**Set task**
List every line in the items below that contains the string "dark", matching case exactly.

===== Extracted data

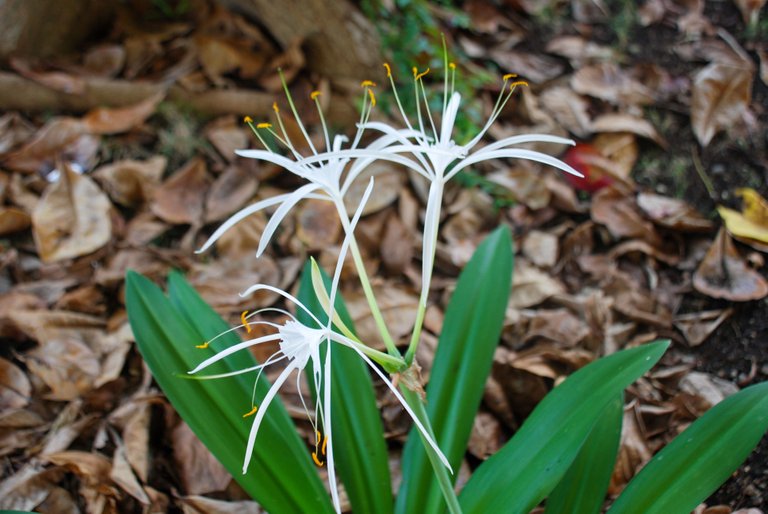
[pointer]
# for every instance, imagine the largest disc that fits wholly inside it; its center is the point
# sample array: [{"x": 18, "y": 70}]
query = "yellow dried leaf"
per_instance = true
[{"x": 72, "y": 218}]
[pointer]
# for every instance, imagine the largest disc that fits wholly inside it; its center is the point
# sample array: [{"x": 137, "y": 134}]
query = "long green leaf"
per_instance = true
[
  {"x": 473, "y": 323},
  {"x": 281, "y": 476},
  {"x": 359, "y": 445},
  {"x": 697, "y": 461},
  {"x": 583, "y": 487},
  {"x": 531, "y": 464}
]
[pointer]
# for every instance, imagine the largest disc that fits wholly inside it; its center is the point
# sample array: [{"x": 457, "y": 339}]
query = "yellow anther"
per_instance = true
[
  {"x": 418, "y": 76},
  {"x": 247, "y": 326}
]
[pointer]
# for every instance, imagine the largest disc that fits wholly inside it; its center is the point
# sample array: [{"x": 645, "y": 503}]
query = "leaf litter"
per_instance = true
[{"x": 612, "y": 261}]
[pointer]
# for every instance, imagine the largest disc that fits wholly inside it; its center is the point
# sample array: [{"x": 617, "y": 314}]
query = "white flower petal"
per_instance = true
[{"x": 291, "y": 200}]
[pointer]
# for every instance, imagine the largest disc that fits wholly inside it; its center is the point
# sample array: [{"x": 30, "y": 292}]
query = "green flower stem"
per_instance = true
[
  {"x": 367, "y": 289},
  {"x": 441, "y": 473},
  {"x": 416, "y": 335}
]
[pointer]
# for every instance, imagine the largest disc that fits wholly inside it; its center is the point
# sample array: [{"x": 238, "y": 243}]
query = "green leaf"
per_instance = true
[
  {"x": 583, "y": 487},
  {"x": 360, "y": 449},
  {"x": 281, "y": 476},
  {"x": 473, "y": 323},
  {"x": 530, "y": 465},
  {"x": 697, "y": 461}
]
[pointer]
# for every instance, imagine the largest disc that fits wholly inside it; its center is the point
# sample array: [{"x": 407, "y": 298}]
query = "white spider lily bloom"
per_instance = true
[
  {"x": 299, "y": 345},
  {"x": 324, "y": 171},
  {"x": 439, "y": 158}
]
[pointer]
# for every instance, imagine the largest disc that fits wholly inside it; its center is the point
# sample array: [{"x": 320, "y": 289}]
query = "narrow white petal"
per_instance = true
[
  {"x": 261, "y": 412},
  {"x": 239, "y": 216},
  {"x": 449, "y": 118},
  {"x": 233, "y": 349},
  {"x": 431, "y": 223},
  {"x": 291, "y": 200},
  {"x": 514, "y": 154},
  {"x": 289, "y": 296}
]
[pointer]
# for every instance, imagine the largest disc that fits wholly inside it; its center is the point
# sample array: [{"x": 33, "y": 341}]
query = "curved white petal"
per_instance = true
[
  {"x": 232, "y": 349},
  {"x": 514, "y": 154},
  {"x": 291, "y": 200},
  {"x": 286, "y": 295},
  {"x": 262, "y": 411},
  {"x": 431, "y": 223},
  {"x": 239, "y": 216},
  {"x": 449, "y": 118}
]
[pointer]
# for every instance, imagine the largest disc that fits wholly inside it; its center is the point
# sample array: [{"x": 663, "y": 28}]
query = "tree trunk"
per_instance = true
[
  {"x": 338, "y": 40},
  {"x": 43, "y": 28}
]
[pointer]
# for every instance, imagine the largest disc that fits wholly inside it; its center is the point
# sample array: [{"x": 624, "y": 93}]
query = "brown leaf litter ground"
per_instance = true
[{"x": 668, "y": 102}]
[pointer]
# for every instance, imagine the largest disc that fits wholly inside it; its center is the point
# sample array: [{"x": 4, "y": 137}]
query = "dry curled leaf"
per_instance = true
[
  {"x": 72, "y": 218},
  {"x": 180, "y": 199},
  {"x": 724, "y": 274},
  {"x": 721, "y": 97},
  {"x": 104, "y": 120}
]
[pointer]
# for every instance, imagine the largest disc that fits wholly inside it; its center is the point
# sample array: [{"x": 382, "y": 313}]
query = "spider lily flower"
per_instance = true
[
  {"x": 329, "y": 173},
  {"x": 436, "y": 156},
  {"x": 299, "y": 345}
]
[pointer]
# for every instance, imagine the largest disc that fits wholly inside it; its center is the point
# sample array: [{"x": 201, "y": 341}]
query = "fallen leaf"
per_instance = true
[
  {"x": 531, "y": 286},
  {"x": 229, "y": 192},
  {"x": 673, "y": 213},
  {"x": 181, "y": 197},
  {"x": 698, "y": 326},
  {"x": 203, "y": 505},
  {"x": 15, "y": 388},
  {"x": 131, "y": 182},
  {"x": 13, "y": 220},
  {"x": 750, "y": 10},
  {"x": 103, "y": 120},
  {"x": 721, "y": 97},
  {"x": 724, "y": 274},
  {"x": 200, "y": 471},
  {"x": 60, "y": 138},
  {"x": 608, "y": 82},
  {"x": 72, "y": 218}
]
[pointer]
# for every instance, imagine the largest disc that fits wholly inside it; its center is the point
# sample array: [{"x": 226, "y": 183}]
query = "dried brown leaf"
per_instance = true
[
  {"x": 13, "y": 220},
  {"x": 608, "y": 82},
  {"x": 104, "y": 120},
  {"x": 721, "y": 97},
  {"x": 200, "y": 471},
  {"x": 723, "y": 273},
  {"x": 181, "y": 197},
  {"x": 15, "y": 388},
  {"x": 60, "y": 138},
  {"x": 72, "y": 218},
  {"x": 131, "y": 182},
  {"x": 673, "y": 213}
]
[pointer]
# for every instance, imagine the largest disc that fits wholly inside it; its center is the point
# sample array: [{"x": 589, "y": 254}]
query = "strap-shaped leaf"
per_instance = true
[
  {"x": 583, "y": 487},
  {"x": 359, "y": 445},
  {"x": 697, "y": 461},
  {"x": 473, "y": 323},
  {"x": 281, "y": 476},
  {"x": 530, "y": 465}
]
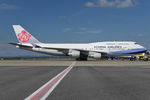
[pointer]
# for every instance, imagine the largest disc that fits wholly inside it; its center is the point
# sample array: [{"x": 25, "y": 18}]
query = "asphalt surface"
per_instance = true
[{"x": 81, "y": 83}]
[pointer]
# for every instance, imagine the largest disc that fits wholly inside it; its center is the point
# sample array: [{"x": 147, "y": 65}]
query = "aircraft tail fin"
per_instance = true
[{"x": 23, "y": 36}]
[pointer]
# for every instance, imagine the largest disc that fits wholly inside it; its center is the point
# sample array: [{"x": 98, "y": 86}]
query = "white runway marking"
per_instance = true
[{"x": 43, "y": 92}]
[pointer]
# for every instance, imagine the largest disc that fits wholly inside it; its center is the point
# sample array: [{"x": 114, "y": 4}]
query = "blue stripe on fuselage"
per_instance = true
[{"x": 128, "y": 52}]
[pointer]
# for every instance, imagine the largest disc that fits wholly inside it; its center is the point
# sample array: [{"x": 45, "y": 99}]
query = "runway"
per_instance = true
[{"x": 81, "y": 83}]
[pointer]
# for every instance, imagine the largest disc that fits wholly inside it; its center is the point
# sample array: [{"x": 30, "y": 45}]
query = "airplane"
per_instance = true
[{"x": 80, "y": 51}]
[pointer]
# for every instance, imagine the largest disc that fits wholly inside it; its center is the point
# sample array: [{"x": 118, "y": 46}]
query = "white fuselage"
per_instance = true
[{"x": 104, "y": 47}]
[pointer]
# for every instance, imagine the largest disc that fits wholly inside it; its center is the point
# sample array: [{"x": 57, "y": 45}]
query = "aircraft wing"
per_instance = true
[
  {"x": 21, "y": 45},
  {"x": 66, "y": 50}
]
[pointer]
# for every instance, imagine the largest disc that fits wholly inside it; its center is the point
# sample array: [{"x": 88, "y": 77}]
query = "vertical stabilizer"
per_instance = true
[{"x": 23, "y": 36}]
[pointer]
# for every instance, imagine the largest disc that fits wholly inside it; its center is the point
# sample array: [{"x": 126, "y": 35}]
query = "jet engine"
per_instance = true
[
  {"x": 95, "y": 55},
  {"x": 74, "y": 53}
]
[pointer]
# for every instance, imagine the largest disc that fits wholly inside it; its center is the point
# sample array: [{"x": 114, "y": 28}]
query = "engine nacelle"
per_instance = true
[
  {"x": 95, "y": 55},
  {"x": 74, "y": 53}
]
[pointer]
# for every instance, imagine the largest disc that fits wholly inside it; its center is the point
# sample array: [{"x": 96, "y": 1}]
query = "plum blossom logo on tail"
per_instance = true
[{"x": 24, "y": 36}]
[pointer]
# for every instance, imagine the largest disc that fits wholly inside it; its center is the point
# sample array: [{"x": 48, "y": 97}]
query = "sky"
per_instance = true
[{"x": 74, "y": 21}]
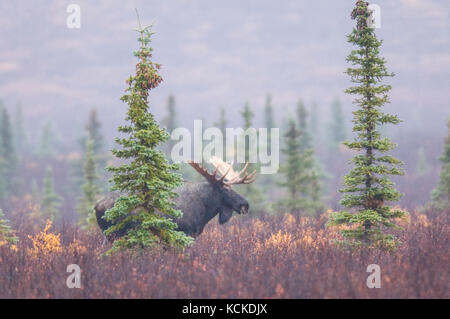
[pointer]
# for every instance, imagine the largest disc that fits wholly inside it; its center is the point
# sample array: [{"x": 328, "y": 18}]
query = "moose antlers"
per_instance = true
[{"x": 228, "y": 175}]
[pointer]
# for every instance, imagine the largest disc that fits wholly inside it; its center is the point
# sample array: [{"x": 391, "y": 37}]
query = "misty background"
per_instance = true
[{"x": 223, "y": 54}]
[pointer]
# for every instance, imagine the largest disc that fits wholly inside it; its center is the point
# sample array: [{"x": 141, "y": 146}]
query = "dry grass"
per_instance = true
[{"x": 266, "y": 257}]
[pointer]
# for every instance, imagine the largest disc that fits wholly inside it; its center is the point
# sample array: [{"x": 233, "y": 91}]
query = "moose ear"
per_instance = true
[{"x": 225, "y": 215}]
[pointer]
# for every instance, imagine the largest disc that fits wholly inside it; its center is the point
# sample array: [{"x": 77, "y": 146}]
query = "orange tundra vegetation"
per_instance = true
[{"x": 266, "y": 256}]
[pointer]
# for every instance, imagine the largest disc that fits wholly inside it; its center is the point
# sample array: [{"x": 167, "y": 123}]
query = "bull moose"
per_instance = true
[{"x": 199, "y": 202}]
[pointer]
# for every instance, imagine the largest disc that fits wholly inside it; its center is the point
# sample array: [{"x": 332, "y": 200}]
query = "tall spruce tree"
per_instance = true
[
  {"x": 51, "y": 201},
  {"x": 441, "y": 195},
  {"x": 90, "y": 188},
  {"x": 147, "y": 181},
  {"x": 368, "y": 186}
]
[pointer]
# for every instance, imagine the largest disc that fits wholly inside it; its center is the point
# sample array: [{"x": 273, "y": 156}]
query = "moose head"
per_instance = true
[
  {"x": 221, "y": 182},
  {"x": 199, "y": 202}
]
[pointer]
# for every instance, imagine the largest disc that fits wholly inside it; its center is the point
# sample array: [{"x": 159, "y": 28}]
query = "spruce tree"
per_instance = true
[
  {"x": 251, "y": 191},
  {"x": 302, "y": 116},
  {"x": 170, "y": 121},
  {"x": 221, "y": 124},
  {"x": 51, "y": 201},
  {"x": 8, "y": 158},
  {"x": 147, "y": 180},
  {"x": 93, "y": 132},
  {"x": 314, "y": 123},
  {"x": 422, "y": 166},
  {"x": 337, "y": 133},
  {"x": 269, "y": 120},
  {"x": 46, "y": 143},
  {"x": 292, "y": 168},
  {"x": 6, "y": 233},
  {"x": 90, "y": 189},
  {"x": 20, "y": 136},
  {"x": 301, "y": 176},
  {"x": 441, "y": 195},
  {"x": 368, "y": 186}
]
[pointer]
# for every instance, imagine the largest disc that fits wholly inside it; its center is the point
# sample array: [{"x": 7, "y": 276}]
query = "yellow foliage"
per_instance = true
[
  {"x": 423, "y": 220},
  {"x": 45, "y": 243}
]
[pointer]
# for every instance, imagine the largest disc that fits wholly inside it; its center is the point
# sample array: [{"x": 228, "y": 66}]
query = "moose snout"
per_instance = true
[{"x": 243, "y": 208}]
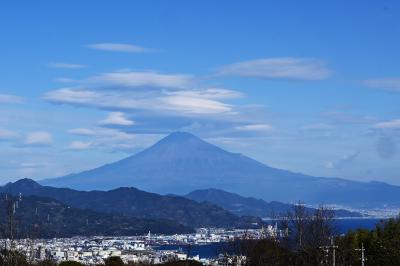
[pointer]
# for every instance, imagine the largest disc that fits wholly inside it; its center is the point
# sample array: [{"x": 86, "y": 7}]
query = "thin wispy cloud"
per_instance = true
[
  {"x": 279, "y": 68},
  {"x": 6, "y": 134},
  {"x": 390, "y": 84},
  {"x": 82, "y": 132},
  {"x": 116, "y": 119},
  {"x": 79, "y": 145},
  {"x": 345, "y": 161},
  {"x": 121, "y": 47},
  {"x": 255, "y": 127},
  {"x": 38, "y": 138},
  {"x": 140, "y": 79},
  {"x": 65, "y": 65},
  {"x": 391, "y": 124},
  {"x": 109, "y": 139},
  {"x": 11, "y": 99},
  {"x": 318, "y": 127},
  {"x": 159, "y": 102}
]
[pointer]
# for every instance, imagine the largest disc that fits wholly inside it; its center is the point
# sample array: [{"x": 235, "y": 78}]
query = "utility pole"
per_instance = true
[
  {"x": 327, "y": 249},
  {"x": 362, "y": 249}
]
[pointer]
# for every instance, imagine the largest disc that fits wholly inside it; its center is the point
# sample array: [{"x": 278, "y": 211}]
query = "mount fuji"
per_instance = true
[{"x": 182, "y": 162}]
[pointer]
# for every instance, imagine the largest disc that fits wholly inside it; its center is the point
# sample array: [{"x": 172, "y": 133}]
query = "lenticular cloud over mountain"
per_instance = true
[{"x": 182, "y": 162}]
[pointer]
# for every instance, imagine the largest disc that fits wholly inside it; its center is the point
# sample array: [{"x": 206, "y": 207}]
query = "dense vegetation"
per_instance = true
[
  {"x": 241, "y": 206},
  {"x": 46, "y": 218},
  {"x": 135, "y": 203}
]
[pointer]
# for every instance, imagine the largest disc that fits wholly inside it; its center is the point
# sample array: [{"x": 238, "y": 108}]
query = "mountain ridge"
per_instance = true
[
  {"x": 239, "y": 205},
  {"x": 132, "y": 202},
  {"x": 182, "y": 162}
]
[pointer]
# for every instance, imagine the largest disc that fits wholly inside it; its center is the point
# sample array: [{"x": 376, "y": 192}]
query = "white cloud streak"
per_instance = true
[
  {"x": 121, "y": 47},
  {"x": 116, "y": 118},
  {"x": 40, "y": 138},
  {"x": 392, "y": 85},
  {"x": 6, "y": 134},
  {"x": 392, "y": 124},
  {"x": 12, "y": 99},
  {"x": 65, "y": 65},
  {"x": 279, "y": 68},
  {"x": 255, "y": 127},
  {"x": 140, "y": 79}
]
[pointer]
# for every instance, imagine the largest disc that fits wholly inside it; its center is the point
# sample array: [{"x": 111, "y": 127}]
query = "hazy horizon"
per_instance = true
[{"x": 311, "y": 88}]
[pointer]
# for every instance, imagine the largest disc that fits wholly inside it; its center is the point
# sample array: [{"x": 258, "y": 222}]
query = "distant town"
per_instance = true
[{"x": 150, "y": 248}]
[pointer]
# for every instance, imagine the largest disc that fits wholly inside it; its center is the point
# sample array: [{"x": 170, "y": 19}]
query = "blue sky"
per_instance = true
[{"x": 311, "y": 87}]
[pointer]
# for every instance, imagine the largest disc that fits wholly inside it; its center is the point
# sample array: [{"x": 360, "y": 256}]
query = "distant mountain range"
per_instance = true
[
  {"x": 181, "y": 163},
  {"x": 131, "y": 202},
  {"x": 250, "y": 206},
  {"x": 47, "y": 218}
]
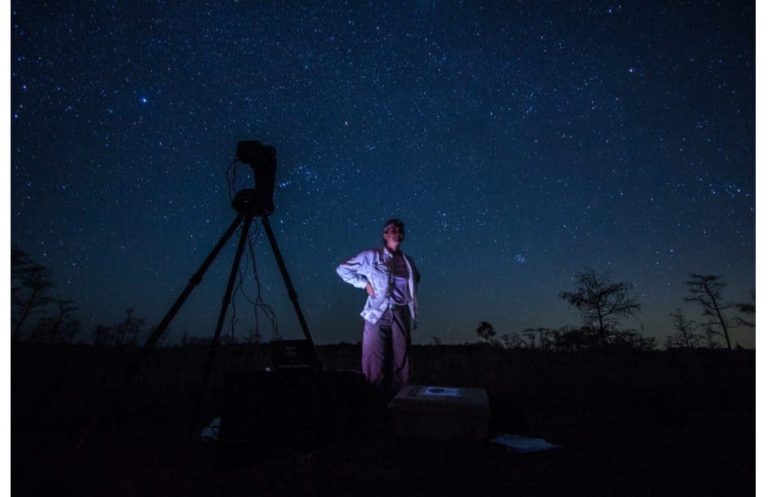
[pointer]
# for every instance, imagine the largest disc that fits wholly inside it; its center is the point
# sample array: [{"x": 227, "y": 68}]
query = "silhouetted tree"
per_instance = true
[
  {"x": 61, "y": 328},
  {"x": 685, "y": 336},
  {"x": 706, "y": 290},
  {"x": 602, "y": 303},
  {"x": 30, "y": 286},
  {"x": 512, "y": 341},
  {"x": 486, "y": 331},
  {"x": 126, "y": 332},
  {"x": 570, "y": 339}
]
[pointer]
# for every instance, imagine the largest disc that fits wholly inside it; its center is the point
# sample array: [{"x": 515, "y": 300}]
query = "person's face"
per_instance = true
[{"x": 393, "y": 236}]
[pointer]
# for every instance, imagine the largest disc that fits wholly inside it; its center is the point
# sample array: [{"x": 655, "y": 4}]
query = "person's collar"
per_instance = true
[{"x": 389, "y": 251}]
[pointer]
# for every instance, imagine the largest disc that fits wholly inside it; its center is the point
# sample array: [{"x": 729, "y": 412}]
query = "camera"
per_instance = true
[{"x": 263, "y": 161}]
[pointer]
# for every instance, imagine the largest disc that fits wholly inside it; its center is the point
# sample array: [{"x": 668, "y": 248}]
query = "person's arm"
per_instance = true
[
  {"x": 416, "y": 273},
  {"x": 351, "y": 270}
]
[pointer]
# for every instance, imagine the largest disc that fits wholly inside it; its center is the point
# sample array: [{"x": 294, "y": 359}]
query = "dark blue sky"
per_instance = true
[{"x": 520, "y": 142}]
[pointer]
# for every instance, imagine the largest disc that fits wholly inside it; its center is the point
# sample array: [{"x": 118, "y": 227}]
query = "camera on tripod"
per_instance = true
[{"x": 258, "y": 201}]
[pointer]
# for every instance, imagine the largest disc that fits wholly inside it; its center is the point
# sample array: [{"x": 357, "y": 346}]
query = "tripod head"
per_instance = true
[{"x": 258, "y": 201}]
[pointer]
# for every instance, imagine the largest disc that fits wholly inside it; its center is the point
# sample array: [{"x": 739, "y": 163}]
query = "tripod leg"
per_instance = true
[
  {"x": 291, "y": 292},
  {"x": 219, "y": 325},
  {"x": 133, "y": 367},
  {"x": 193, "y": 282}
]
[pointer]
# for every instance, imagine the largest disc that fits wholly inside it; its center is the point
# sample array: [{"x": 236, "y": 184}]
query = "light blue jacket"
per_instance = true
[{"x": 373, "y": 266}]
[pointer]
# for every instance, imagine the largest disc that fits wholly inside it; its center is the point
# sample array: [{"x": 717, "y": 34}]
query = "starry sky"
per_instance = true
[{"x": 521, "y": 142}]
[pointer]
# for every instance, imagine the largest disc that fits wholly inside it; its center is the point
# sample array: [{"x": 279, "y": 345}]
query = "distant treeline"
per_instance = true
[{"x": 38, "y": 315}]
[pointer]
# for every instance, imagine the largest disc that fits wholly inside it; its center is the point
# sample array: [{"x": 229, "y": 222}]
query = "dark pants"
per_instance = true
[{"x": 385, "y": 349}]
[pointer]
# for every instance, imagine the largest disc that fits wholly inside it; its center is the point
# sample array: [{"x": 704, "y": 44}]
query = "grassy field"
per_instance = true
[{"x": 628, "y": 423}]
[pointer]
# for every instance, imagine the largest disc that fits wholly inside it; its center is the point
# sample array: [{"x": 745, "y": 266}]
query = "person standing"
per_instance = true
[{"x": 389, "y": 277}]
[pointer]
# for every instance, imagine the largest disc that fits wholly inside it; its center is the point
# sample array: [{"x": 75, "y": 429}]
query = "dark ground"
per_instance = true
[{"x": 629, "y": 423}]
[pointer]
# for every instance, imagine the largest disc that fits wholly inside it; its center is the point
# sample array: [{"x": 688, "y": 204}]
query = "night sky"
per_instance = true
[{"x": 520, "y": 142}]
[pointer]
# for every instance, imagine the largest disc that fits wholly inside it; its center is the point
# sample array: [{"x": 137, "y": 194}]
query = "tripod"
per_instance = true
[{"x": 249, "y": 204}]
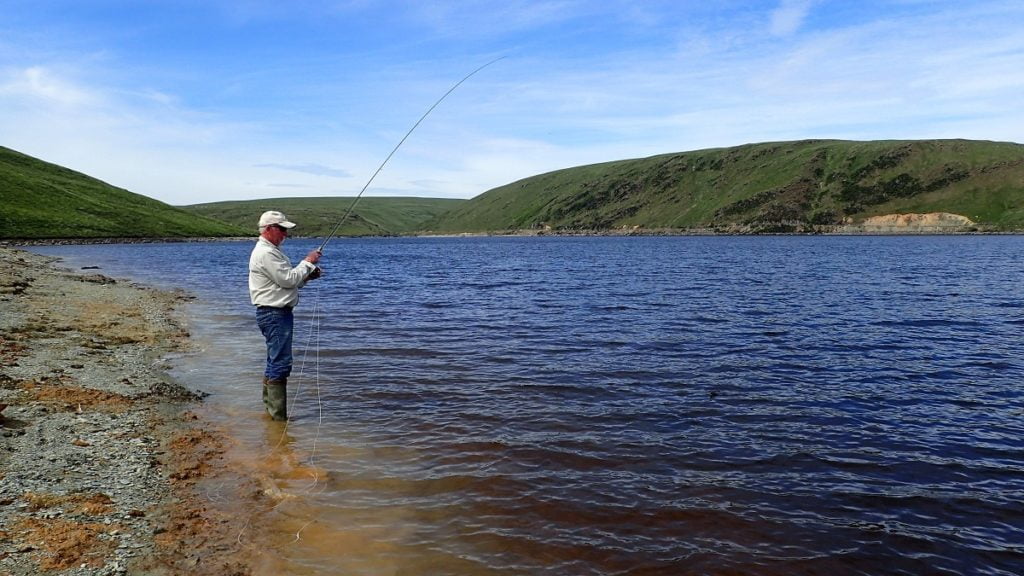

==========

**Final answer**
query = "dark blue sky"
query = "dark pants"
query = "dark ground"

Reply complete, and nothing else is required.